### Challenge A
Quote everything from "Meyer and Conrad’s" down to "probabilities besides Bayesianism)." in the passage below on history and Bayesian probability.
# # # #
In this way, history’s traditional way of distancing itself from other sciences (especially the so-called “hard” ones) — the fact that history would in principle contain more unpredictability and randomness than other fields of knowledge — could be formally encompassed. (Incidentally, in recent years population ecologist Peter Turchin has become one of the major advocates of a “Mathematical History”, investigating cultural and historical evolution over time with the use of mathematical equations, in an approach he named “cliodynamics” that has merited interesting criticism.)

Meyer and Conrad eventually predicted that the approximation of history and probability would lead to some appropriation of Bayesianism. In a following chapter in *The Economics of Slavery*, the authors took up Bayesianism, defending its ability to explain the relationship between hypothesis and evidence in historiography.

Meyer and Conrad’s predictions regarding Bayesianism and historiography were not unfounded. At the beginning of the 21st century, historical knowledge would be described in Bayesian terms by scholars like Aviezer Tucker. As he explained in the article “The Reverend Bayes vs. Jesus Christ” (2016), if history is not a knowledge obtainable from sense data, and it’s not fiction, then it can only be probable. If it is probable, it therefore has to be Bayesian. (Of course, Tucker’s leap is not necessarily logical, since there are other ways of considering probabilities besides Bayesianism).

In *Our Knowledge of the Past* (2004), Tucker more thoroughly explains the relations between historical hypotheses and evidence by reference to the Bayesian theorem (already exposed by Meyer and Conrad in “Statistical Inference and Historical Explanation”). The Bayesian model aims at describing the relations between hypothesis and evidence. Tucker’s position is that historiography should not be considered as completely different from other sciences when it comes to actual research, therefore the Bayesian description of the hypothesis-evidence relation also applies to what historians do. In formal notation Bayesianism would work like this, following Tucker (2004, p. 96):

Pr(H|E&B) = [Pr(E|H&B) × Pr(H|B)]:Pr(E|B)

The equation aims at establishing the conditional probability of a hypothesis being true *given* the evidence and background knowledge [*Pr(H|E&B)*]. This means that the objective is asserting the *posterior* probability of the hypothesis, that is, its probability *after* we examine the evidence and our background knowledge of the historical context in question. We ascertain, then, by the Bayes theorem, how high the probability of evidence is in a world (or, in this case, a historical past) in which our hypothesis is true, multiplied by the hypothesis *prior* to examining the evidence given only our background knowledge of historical context.
# # # #
### Challenge B
Print everything in the records below, from their start down to the line containing "[386,150,500,323]", with that line included.
# # # #
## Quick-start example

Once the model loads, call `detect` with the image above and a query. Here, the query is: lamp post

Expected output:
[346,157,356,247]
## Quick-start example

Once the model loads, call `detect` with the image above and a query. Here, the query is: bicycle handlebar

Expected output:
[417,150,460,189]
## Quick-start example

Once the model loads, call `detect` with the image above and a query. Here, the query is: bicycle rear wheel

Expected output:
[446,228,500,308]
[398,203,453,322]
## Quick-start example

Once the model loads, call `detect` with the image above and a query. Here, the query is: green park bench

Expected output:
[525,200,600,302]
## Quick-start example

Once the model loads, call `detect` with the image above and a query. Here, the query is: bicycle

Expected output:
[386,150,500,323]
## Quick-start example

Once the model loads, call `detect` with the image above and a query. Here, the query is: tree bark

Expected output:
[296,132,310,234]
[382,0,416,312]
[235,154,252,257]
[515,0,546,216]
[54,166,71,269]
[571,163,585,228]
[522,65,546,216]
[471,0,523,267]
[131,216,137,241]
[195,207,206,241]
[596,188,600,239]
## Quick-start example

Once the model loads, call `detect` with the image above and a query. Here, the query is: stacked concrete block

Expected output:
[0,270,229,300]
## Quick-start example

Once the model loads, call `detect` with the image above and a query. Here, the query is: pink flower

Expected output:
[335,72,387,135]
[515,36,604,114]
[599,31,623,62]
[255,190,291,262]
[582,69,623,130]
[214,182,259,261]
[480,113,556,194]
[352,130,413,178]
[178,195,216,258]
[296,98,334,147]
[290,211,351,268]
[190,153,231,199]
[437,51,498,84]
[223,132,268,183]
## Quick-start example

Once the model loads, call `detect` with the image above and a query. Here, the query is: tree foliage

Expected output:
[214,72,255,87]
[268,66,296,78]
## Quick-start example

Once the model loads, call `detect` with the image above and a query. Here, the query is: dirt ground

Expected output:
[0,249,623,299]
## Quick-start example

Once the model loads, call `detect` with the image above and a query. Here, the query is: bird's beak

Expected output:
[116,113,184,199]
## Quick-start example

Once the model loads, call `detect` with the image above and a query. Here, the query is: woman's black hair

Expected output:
# # # #
### Written solution A
Meyer and Conrad’s predictions regarding Bayesianism and historiography were not unfounded. At the beginning of the 21st century, historical knowledge would be described in Bayesian terms by scholars like Aviezer Tucker. As he explained in the article “The Reverend Bayes vs. Jesus Christ” (2016), if history is not a knowledge obtainable from sense data, and it’s not fiction, then it can only be probable. If it is probable, it therefore has to be Bayesian. (Of course, Tucker’s leap is not necessarily logical, since there are other ways of considering probabilities besides Bayesianism).

### Written solution B
## Quick-start example

Once the model loads, call `detect` with the image above and a query. Here, the query is: lamp post

Expected output:
[346,157,356,247]
## Quick-start example

Once the model loads, call `detect` with the image above and a query. Here, the query is: bicycle handlebar

Expected output:
[417,150,460,189]
## Quick-start example

Once the model loads, call `detect` with the image above and a query. Here, the query is: bicycle rear wheel

Expected output:
[446,228,500,308]
[398,203,453,322]
## Quick-start example

Once the model loads, call `detect` with the image above and a query. Here, the query is: green park bench

Expected output:
[525,200,600,302]
## Quick-start example

Once the model loads, call `detect` with the image above and a query. Here, the query is: bicycle

Expected output:
[386,150,500,323]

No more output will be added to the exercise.